**SELECTED EXCERPT:**
______
As recently as the year 1000, Neo-Darwinists might argue, the entire world was divided into warriors and slaves or virtual slaves, aside from a few highly skilled artisans organized into guilds. Not only that, when the warriors couldn't find a real war to fight, they fought each other with blunted swords and spears in tournaments. At the conclusion of a tournament, ordinary religious restrictions on sexual behavior were suspended long enough for the winners to help themselves to as many young women as they cared to. The young women were there expressly for that purpose. This reward, which is so similar to that of dominant males among the non-human beasts, endures symbolically to this day in the form of pretty little cheerleaders with short skirts and their underpants showing.
______
**LIST OF TASKS:**
**a.** From the passage on warriors and tournaments, quote the stretch that begins with the words containing "As recently as" and ends with "their underpants showing.".
**b.** Write a continuation of the passage on warriors and tournaments, picking up after its final sentence.
You will not need the entries.

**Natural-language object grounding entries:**
______
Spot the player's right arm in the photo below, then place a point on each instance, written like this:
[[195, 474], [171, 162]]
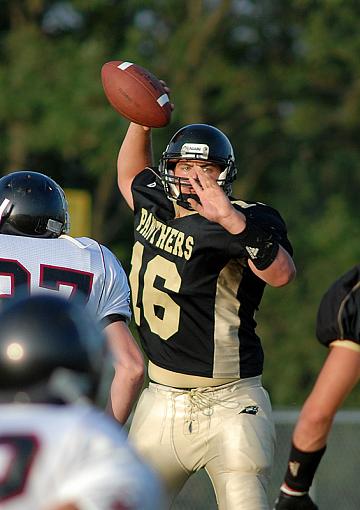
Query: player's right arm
[[134, 155]]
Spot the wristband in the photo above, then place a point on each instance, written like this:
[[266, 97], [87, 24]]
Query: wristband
[[259, 245], [301, 468]]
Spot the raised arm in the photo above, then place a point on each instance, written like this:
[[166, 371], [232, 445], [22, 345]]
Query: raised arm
[[216, 206], [134, 155]]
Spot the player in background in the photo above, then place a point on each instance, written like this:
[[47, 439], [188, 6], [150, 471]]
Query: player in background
[[37, 252], [200, 263], [58, 451], [338, 328]]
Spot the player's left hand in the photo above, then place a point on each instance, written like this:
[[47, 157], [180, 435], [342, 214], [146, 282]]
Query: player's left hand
[[214, 204], [286, 502]]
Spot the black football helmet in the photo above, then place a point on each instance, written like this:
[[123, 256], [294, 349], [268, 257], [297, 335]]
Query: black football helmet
[[32, 205], [49, 349], [196, 141]]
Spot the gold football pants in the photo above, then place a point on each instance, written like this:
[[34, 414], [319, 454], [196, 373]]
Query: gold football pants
[[228, 430]]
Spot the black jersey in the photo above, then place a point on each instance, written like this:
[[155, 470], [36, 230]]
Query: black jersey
[[339, 311], [194, 296]]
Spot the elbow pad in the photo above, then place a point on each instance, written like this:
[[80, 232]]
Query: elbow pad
[[260, 246]]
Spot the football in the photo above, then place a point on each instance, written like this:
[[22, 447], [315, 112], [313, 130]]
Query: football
[[136, 93]]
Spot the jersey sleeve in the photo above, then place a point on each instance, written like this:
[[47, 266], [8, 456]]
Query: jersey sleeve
[[115, 300], [338, 317], [265, 217]]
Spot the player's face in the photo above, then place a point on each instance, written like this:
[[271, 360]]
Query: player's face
[[188, 168]]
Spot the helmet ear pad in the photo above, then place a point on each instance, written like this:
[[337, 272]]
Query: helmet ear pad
[[196, 141], [32, 204]]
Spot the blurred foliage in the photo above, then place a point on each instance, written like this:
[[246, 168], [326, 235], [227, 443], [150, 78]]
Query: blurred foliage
[[280, 77]]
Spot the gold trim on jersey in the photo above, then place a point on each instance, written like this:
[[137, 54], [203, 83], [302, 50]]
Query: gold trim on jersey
[[178, 380], [227, 322], [348, 344]]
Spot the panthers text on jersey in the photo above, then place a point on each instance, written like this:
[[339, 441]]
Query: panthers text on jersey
[[69, 266], [338, 318], [56, 454], [194, 296]]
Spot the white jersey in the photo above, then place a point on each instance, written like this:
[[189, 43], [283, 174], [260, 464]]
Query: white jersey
[[53, 454], [65, 265]]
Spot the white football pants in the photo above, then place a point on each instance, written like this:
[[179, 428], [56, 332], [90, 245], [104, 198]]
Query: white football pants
[[228, 430]]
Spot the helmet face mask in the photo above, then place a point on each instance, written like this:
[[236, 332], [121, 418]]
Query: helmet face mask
[[196, 142], [32, 205]]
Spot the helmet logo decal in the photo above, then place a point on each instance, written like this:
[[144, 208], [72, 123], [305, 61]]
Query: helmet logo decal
[[195, 150], [4, 208]]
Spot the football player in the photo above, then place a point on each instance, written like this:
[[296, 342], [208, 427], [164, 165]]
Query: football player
[[57, 451], [200, 262], [36, 252], [338, 328]]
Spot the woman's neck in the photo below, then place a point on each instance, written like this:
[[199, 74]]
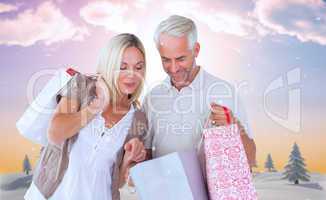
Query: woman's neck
[[121, 105]]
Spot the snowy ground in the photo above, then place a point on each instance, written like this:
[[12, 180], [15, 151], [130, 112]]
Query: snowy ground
[[269, 187]]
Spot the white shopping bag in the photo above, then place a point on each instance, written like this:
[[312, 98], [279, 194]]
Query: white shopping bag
[[35, 120], [174, 176]]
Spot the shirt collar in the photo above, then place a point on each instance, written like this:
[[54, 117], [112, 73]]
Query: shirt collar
[[195, 84]]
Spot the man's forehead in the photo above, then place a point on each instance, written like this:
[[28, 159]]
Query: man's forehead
[[170, 40]]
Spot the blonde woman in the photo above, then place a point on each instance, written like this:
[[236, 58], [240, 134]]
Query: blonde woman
[[102, 126]]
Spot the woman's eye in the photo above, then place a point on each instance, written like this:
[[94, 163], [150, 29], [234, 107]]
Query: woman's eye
[[139, 67]]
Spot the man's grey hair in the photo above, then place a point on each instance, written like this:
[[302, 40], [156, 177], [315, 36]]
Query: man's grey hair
[[177, 26]]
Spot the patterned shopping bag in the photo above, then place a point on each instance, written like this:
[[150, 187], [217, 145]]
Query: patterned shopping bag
[[227, 170]]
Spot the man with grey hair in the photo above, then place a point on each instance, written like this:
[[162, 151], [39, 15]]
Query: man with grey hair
[[178, 108]]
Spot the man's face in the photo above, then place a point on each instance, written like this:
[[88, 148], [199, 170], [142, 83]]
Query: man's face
[[177, 58]]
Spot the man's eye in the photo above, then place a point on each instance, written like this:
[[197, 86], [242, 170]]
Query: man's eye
[[139, 67]]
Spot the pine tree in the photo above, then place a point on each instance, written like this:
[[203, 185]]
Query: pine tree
[[26, 165], [295, 169], [269, 164]]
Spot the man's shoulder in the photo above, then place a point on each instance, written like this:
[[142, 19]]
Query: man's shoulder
[[211, 80]]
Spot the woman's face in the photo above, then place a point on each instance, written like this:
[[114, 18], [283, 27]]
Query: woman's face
[[132, 70]]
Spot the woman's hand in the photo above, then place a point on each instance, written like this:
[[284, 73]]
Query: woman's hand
[[102, 97], [134, 153]]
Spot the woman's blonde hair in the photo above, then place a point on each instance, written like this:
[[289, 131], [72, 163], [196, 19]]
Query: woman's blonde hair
[[109, 63]]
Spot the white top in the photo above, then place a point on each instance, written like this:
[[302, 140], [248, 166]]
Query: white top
[[176, 118], [91, 159]]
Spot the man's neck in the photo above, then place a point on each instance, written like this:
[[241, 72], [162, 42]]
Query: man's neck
[[192, 77]]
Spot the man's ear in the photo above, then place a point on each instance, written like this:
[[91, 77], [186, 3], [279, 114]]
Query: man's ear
[[196, 49]]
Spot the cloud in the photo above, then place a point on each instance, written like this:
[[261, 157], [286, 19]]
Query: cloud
[[44, 24], [111, 16], [7, 7], [303, 19], [216, 16]]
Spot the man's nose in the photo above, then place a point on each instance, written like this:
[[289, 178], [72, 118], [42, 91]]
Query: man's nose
[[131, 74], [174, 67]]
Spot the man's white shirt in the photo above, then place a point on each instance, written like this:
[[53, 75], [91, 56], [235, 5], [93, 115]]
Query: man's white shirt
[[176, 118]]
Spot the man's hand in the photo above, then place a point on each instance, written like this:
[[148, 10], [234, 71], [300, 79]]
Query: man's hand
[[220, 115], [134, 151]]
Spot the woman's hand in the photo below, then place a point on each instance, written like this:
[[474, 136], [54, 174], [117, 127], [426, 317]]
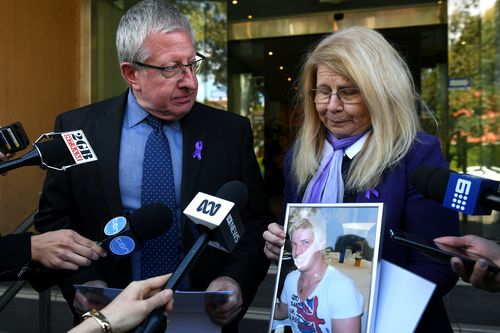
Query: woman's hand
[[275, 239], [479, 277]]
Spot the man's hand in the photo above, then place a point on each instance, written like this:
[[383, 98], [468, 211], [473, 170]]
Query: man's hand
[[64, 249], [480, 277], [222, 314], [83, 304]]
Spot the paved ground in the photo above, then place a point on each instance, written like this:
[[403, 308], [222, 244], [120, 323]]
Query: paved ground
[[470, 310]]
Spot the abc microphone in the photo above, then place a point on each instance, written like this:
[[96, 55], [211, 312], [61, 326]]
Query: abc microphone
[[126, 235], [460, 192], [57, 151], [219, 220]]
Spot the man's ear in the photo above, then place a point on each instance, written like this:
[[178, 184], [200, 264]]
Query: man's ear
[[129, 73]]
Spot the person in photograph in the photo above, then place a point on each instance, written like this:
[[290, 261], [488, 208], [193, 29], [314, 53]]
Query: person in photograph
[[317, 297], [360, 141]]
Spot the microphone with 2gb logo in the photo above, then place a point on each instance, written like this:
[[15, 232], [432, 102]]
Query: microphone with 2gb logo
[[58, 151], [125, 235], [220, 225]]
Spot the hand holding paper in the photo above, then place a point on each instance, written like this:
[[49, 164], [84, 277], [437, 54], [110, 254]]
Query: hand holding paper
[[223, 313]]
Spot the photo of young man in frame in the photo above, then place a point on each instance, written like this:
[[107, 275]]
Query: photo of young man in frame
[[324, 277]]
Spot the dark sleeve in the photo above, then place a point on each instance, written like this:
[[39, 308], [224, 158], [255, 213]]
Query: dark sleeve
[[58, 210], [15, 256], [290, 191], [429, 219], [247, 264]]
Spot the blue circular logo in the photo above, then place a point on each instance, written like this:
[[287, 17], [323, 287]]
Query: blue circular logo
[[115, 225], [122, 245]]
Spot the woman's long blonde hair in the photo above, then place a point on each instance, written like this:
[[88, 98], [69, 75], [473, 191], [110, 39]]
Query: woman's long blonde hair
[[365, 58]]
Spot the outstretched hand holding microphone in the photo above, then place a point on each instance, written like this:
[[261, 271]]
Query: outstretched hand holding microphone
[[61, 249], [471, 195]]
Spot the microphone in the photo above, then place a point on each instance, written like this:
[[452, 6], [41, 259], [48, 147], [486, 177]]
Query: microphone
[[126, 235], [213, 215], [463, 193], [57, 151]]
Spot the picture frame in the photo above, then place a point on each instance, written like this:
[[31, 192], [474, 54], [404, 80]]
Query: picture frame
[[352, 247]]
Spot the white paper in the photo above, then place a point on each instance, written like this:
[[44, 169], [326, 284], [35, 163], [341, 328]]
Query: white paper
[[402, 298], [188, 315]]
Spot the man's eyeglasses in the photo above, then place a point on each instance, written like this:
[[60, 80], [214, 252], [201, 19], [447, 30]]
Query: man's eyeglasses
[[345, 95], [176, 71]]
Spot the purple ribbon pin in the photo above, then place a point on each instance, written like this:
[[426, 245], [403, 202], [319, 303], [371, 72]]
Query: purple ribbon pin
[[198, 146], [370, 192]]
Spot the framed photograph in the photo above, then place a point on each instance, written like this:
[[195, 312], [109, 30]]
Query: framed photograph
[[327, 276]]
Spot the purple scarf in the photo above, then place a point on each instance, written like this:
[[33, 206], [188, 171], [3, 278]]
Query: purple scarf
[[327, 184]]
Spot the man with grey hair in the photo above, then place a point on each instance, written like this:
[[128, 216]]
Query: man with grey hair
[[155, 143]]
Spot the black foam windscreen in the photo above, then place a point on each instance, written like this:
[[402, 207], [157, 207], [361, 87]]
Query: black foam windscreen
[[150, 221], [234, 191], [54, 152], [431, 181]]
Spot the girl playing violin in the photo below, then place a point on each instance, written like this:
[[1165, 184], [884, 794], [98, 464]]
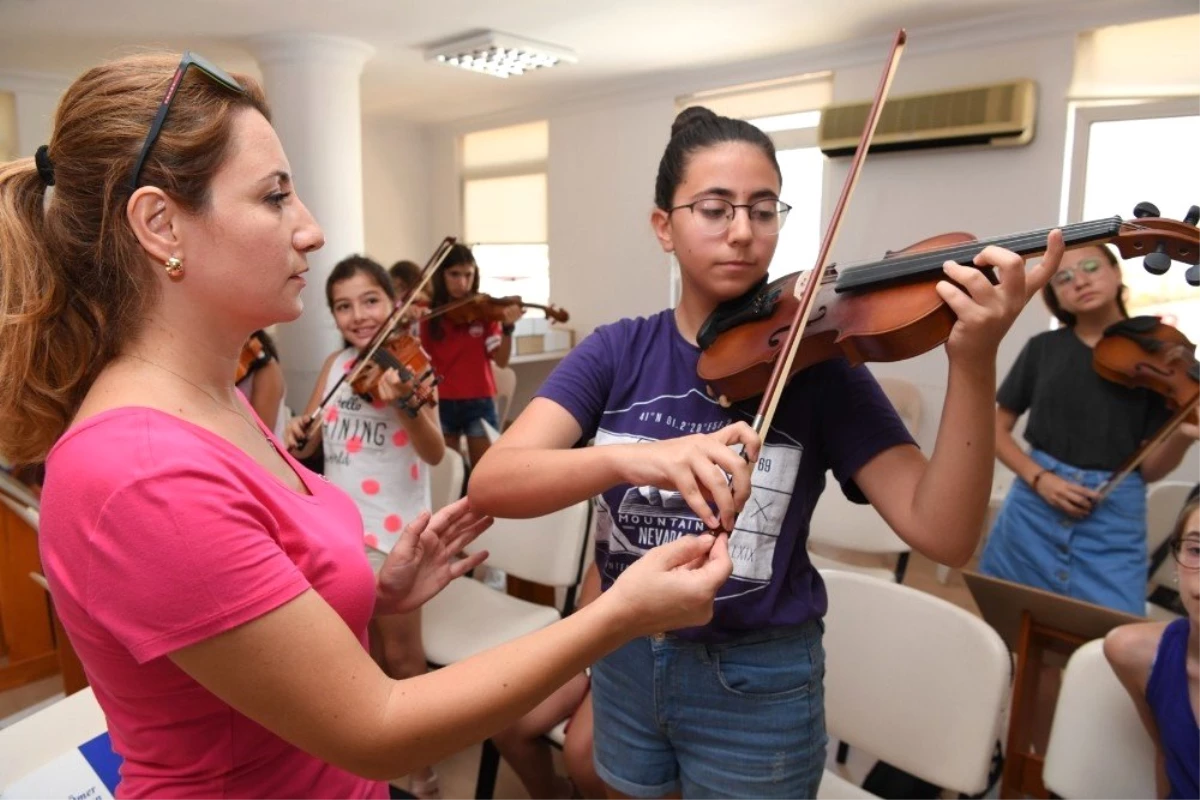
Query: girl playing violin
[[462, 355], [1159, 666], [735, 708], [214, 589], [1050, 533], [263, 382], [376, 452]]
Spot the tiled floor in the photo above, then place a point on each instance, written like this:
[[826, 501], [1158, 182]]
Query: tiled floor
[[457, 774]]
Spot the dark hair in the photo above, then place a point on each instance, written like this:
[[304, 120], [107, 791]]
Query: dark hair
[[352, 265], [695, 128], [75, 281], [1066, 317], [407, 271], [457, 256]]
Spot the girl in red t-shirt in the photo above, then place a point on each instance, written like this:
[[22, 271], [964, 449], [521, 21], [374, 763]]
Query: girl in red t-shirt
[[462, 355]]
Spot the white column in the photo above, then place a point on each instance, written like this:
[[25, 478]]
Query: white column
[[312, 86]]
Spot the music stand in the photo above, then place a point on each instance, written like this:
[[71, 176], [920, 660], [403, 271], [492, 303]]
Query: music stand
[[1035, 624]]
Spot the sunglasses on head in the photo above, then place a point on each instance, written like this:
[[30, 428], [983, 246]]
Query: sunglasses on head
[[190, 59]]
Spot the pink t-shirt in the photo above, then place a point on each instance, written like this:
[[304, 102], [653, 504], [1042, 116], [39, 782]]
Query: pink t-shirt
[[157, 534]]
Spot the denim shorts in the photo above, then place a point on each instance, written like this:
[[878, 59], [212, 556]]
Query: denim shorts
[[744, 719], [467, 416]]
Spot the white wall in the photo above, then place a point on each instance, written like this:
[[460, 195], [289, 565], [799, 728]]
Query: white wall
[[396, 180], [605, 263]]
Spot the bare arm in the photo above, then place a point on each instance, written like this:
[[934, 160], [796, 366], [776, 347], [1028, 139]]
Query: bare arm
[[939, 506], [268, 392], [1131, 651], [1167, 456], [301, 673]]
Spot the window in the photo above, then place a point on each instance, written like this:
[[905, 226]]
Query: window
[[787, 110], [504, 209], [1132, 152]]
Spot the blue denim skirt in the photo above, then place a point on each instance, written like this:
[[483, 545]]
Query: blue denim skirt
[[1099, 559]]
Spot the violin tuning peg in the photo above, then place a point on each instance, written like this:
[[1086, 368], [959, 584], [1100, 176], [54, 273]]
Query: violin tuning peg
[[1158, 262]]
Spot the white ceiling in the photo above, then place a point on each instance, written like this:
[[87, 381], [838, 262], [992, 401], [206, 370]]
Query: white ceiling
[[616, 40]]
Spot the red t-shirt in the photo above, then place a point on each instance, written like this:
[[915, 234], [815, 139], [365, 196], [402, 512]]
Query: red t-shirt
[[157, 534], [462, 358]]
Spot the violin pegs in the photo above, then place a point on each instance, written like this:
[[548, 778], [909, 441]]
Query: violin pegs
[[1157, 263], [1193, 276], [1145, 210]]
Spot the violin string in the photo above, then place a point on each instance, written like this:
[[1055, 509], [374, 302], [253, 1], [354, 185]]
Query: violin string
[[907, 265]]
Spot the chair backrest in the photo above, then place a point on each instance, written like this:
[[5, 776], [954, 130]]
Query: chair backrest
[[505, 388], [913, 680], [1098, 745], [906, 398], [840, 523], [445, 480], [1164, 500], [545, 549]]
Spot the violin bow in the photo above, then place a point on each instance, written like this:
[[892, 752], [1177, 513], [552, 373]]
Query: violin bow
[[766, 413], [1134, 461], [382, 335]]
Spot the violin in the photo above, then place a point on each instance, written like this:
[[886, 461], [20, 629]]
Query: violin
[[889, 310], [485, 308], [1144, 352], [403, 353], [253, 355]]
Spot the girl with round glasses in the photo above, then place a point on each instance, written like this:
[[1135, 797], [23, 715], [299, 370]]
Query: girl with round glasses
[[1050, 533], [1159, 666], [215, 590], [733, 709]]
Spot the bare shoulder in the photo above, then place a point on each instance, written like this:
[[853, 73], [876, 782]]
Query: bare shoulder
[[1131, 649]]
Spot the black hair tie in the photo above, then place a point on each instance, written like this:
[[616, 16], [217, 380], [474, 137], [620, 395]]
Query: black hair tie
[[45, 166]]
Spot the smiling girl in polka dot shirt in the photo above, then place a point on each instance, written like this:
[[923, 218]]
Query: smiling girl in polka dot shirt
[[376, 452]]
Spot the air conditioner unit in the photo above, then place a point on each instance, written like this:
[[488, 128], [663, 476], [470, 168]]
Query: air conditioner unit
[[997, 115]]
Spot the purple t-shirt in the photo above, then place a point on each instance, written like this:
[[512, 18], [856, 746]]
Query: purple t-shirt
[[635, 380]]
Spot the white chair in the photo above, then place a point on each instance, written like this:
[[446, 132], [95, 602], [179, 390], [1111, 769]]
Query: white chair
[[912, 680], [1098, 746], [844, 525], [445, 480], [468, 617], [505, 388]]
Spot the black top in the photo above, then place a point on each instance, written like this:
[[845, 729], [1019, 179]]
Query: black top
[[1075, 415]]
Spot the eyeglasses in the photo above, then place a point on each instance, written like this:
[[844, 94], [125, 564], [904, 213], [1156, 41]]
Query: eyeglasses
[[714, 215], [1187, 553], [189, 60], [1087, 266]]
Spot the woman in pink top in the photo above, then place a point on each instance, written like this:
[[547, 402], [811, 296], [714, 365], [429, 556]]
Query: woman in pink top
[[215, 589]]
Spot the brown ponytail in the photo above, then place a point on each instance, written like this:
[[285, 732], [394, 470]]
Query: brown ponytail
[[75, 283]]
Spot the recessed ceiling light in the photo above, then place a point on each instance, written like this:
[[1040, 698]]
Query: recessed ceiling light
[[498, 54]]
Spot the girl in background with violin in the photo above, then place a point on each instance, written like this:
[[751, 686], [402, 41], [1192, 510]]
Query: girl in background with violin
[[376, 452], [406, 275], [261, 379], [735, 708], [463, 342], [1050, 533]]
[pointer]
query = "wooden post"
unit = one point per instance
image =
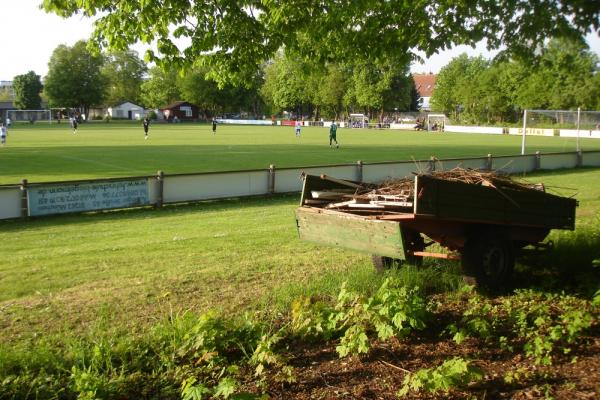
______
**RESPONSES BY ITEM NUMBER:**
**a.**
As recently as the year 1000, Neo-Darwinists might argue, the entire world was divided into warriors and slaves or virtual slaves, aside from a few highly skilled artisans organized into guilds. Not only that, when the warriors couldn't find a real war to fight, they fought each other with blunted swords and spears in tournaments. At the conclusion of a tournament, ordinary religious restrictions on sexual behavior were suspended long enough for the winners to help themselves to as many young women as they cared to. The young women were there expressly for that purpose. This reward, which is so similar to that of dominant males among the non-human beasts, endures symbolically to this day in the form of pretty little cheerleaders with short skirts and their underpants showing.

**b.**
But such comparisons collapse when the human beasts' third class is taken into account. This is the clergy, the priests and the prophets. Here in the 21st century, it is impossible to comprehend the power that the clergy had 1000 years ago. In the year 1082, Pope Urban II gave a speech on a platform in a field in France in which he exhorted all the knights of Europe--of Christendom--to go to the Middle East and take back Jerusalem and the Holy Land from the Saracens, referring to the ruling Arabic Muslims. Immediately the Crusades began. Later, cynics would maintain that the Crusaders had gone to the Middle East only to bring back the booty that was eventually theirs. In fact, the warriors hadn't the faintest idea of what they would find. They were obeying the command of their Holy Father, the Pope. Until well into the Middle Ages the German Empire continued to call itself the Holy Roman Empire.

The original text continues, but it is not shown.